> [EXTRACT TO READ]:
*-*-*
Homily for the Seventh Sunday of Easter

     

Making God Visible

Homily for the Seventh Sunday of Easter

May 16, 2021

Today I want to focus on our second reading, where we read: “No one has ever seen God. Yet, if we love one another, God remains in us, and his love is brought to perfection in us.”

No one has ever seen God…and yet we have been given a task by God. St. Paul puts it this way: we are “ambassadors for Christ, God as it were appealing through us” (2 Cor. 5:20). God making an appeal through us; God becoming known because of us. How does this work?

Let me share a couple of stories that I think will help. First: Several years ago a group of salesmen were having a regional sales convention in Chicago. They assured their wives that they would be home in plenty of time for Friday’s supper.

One thing led to another, and the meeting ran overtime, so the men had to race to the airport, tickets in hand. As they barged through the terminal, one man inadvertently kicked over a table supporting a basket of apples. Without stopping they all reached the plane in time and boarded with a sigh of relief. All but one. He paused and experienced a twinge of compassion for the girl whose apple stand had been overturned. He waved goodbye to his companions and returned to the terminal. He was glad he did. The ten-year-old girl was blind.

The salesman gathered up the apples and noticed that several of them were battered and bruised. He reached into his wallet and said to the girl, “Here, please take this ten dollars for the damage we did. I hope it didn’t spoil your day.” As the salesman started to walk away the bewildered girl called out to him, “Are you Jesus?”

The man didn’t know what to say. I suppose he could have said, “No, but I’m one of his ambassadors, one of his representatives.”

Second story: During a presidential campaign, a reporter was assigned to cover William McKinley. His newspaper was violently opposed to McKinley, and he was supposed to travel on the train with McKinley and send back negative stories at every opportunity.
*-*-*
> [GIVEN RECORDS]:

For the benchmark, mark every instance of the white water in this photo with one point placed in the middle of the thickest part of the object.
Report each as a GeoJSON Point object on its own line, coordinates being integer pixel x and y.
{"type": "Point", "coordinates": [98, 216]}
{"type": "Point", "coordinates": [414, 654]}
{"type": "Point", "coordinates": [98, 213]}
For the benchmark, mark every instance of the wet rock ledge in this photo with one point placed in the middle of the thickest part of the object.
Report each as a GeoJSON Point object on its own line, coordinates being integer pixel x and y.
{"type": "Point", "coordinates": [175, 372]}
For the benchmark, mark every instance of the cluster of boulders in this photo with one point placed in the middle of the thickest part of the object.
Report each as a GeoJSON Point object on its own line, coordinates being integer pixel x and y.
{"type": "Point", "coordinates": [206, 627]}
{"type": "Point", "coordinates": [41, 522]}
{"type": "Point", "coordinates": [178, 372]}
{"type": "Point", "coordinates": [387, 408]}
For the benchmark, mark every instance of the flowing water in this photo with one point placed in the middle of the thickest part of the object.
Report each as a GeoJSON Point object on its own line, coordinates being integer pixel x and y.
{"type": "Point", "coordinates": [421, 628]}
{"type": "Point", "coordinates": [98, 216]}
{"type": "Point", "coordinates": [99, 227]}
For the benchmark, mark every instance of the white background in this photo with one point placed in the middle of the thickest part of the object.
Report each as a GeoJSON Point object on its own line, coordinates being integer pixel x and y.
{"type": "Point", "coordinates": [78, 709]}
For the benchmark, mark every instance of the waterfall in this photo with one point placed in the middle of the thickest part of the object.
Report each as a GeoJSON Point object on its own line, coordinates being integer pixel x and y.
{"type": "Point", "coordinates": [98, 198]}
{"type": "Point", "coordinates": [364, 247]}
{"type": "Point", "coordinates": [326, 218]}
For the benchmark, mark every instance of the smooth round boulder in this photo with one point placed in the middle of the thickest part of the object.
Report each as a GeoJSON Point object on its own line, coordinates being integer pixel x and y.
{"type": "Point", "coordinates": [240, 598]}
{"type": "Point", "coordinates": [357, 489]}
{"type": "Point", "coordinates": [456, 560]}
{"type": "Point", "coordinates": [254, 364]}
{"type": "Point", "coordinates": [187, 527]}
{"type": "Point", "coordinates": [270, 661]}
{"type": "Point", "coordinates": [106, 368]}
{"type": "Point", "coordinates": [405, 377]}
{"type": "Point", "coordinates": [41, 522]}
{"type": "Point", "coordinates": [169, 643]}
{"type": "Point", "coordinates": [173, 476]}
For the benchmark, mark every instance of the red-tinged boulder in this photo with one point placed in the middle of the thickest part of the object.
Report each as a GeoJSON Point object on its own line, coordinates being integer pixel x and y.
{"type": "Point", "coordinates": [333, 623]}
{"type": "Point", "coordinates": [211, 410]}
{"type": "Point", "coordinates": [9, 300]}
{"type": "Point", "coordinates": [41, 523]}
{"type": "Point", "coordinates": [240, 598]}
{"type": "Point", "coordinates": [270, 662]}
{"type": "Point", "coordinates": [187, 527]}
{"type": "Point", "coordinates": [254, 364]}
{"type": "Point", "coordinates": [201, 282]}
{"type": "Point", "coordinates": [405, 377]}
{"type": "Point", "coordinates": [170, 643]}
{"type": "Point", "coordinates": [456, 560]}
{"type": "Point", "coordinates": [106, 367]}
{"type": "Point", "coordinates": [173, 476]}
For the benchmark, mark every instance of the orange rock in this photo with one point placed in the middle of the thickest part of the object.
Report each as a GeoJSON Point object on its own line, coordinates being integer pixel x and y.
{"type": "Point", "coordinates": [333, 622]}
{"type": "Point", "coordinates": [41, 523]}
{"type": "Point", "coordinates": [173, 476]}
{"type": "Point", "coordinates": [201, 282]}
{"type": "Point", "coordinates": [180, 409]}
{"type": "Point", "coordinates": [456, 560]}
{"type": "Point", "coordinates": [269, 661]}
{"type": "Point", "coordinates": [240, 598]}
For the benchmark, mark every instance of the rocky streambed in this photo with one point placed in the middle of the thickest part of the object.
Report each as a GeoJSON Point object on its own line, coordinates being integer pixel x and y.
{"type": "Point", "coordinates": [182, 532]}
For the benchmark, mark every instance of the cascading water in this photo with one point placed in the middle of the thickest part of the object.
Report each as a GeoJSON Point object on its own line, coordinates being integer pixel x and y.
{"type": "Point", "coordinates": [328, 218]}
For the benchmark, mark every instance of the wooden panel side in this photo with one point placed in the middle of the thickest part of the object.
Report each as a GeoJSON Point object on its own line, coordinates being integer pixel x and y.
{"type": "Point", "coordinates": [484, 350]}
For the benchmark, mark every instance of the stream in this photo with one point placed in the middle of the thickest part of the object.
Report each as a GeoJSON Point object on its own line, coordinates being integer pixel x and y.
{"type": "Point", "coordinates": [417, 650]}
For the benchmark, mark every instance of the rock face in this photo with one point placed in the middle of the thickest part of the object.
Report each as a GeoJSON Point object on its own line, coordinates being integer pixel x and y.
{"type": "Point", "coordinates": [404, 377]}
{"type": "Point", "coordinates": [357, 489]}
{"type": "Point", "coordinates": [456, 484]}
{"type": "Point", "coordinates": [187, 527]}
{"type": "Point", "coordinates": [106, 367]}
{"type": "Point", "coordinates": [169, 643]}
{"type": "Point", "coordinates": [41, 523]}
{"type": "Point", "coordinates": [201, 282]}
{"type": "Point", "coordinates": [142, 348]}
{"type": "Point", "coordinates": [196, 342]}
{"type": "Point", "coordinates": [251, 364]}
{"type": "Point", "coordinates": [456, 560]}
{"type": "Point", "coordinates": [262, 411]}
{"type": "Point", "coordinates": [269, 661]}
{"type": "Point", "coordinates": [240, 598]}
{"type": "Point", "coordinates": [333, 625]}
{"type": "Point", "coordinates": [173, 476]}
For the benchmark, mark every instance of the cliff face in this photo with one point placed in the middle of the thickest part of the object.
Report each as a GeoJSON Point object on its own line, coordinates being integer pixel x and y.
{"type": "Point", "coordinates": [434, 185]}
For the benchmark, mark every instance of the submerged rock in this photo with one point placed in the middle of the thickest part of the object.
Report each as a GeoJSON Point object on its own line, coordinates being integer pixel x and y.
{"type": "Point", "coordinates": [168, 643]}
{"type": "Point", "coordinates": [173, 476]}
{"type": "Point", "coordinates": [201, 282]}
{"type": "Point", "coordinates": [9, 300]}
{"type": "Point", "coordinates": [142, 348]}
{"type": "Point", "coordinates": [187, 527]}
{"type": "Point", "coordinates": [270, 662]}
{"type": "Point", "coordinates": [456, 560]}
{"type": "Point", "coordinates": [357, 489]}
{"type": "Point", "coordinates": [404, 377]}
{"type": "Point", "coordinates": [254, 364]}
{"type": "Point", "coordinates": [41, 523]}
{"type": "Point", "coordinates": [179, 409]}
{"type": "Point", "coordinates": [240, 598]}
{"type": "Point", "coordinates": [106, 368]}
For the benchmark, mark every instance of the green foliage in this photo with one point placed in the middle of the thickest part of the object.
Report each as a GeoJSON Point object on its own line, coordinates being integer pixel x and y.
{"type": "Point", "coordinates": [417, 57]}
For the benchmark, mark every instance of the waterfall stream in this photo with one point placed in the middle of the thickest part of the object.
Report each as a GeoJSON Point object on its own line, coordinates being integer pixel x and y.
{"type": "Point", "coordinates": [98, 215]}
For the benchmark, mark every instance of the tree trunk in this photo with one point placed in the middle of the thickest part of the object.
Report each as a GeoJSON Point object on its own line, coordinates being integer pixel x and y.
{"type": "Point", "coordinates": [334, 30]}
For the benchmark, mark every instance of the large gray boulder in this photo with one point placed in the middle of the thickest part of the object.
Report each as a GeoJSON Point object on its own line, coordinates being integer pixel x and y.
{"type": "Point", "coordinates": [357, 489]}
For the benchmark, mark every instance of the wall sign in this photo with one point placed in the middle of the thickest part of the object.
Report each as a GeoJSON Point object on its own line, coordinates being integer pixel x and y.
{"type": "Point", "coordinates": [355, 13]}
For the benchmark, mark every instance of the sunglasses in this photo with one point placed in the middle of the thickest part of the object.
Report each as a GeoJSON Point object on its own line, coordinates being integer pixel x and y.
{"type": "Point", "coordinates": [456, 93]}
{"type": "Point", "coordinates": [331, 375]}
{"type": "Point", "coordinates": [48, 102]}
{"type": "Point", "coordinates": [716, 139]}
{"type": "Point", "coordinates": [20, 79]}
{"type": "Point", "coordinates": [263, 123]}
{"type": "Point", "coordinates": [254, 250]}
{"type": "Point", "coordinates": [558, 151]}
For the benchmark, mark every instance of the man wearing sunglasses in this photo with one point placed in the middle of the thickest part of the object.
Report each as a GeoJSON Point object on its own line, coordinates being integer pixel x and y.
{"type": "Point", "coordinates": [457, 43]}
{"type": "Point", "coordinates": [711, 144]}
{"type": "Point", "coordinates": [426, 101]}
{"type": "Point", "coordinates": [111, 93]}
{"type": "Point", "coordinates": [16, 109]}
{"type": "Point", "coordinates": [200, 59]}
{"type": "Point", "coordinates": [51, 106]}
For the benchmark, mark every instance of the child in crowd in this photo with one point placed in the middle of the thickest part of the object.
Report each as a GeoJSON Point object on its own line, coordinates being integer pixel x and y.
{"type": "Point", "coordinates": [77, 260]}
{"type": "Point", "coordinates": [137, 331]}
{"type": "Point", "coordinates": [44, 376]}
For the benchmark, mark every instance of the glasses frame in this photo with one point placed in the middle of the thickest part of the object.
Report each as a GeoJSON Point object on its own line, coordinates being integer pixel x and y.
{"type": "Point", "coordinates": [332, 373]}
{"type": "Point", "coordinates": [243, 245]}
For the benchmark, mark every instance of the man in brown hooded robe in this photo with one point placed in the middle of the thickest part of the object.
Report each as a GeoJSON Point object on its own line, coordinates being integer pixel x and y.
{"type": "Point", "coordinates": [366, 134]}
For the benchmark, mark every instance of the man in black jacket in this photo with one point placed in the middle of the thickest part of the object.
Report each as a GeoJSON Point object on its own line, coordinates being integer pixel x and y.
*-*-*
> [WHAT IS EXPECTED]: From the homily, extract the passage between "Today I want" and "for Friday’s supper.", inclusive. These rows were taken from a separate source.

> [REPLY TO THE TASK]:
Today I want to focus on our second reading, where we read: “No one has ever seen God. Yet, if we love one another, God remains in us, and his love is brought to perfection in us.”

No one has ever seen God…and yet we have been given a task by God. St. Paul puts it this way: we are “ambassadors for Christ, God as it were appealing through us” (2 Cor. 5:20). God making an appeal through us; God becoming known because of us. How does this work?

Let me share a couple of stories that I think will help. First: Several years ago a group of salesmen were having a regional sales convention in Chicago. They assured their wives that they would be home in plenty of time for Friday’s supper.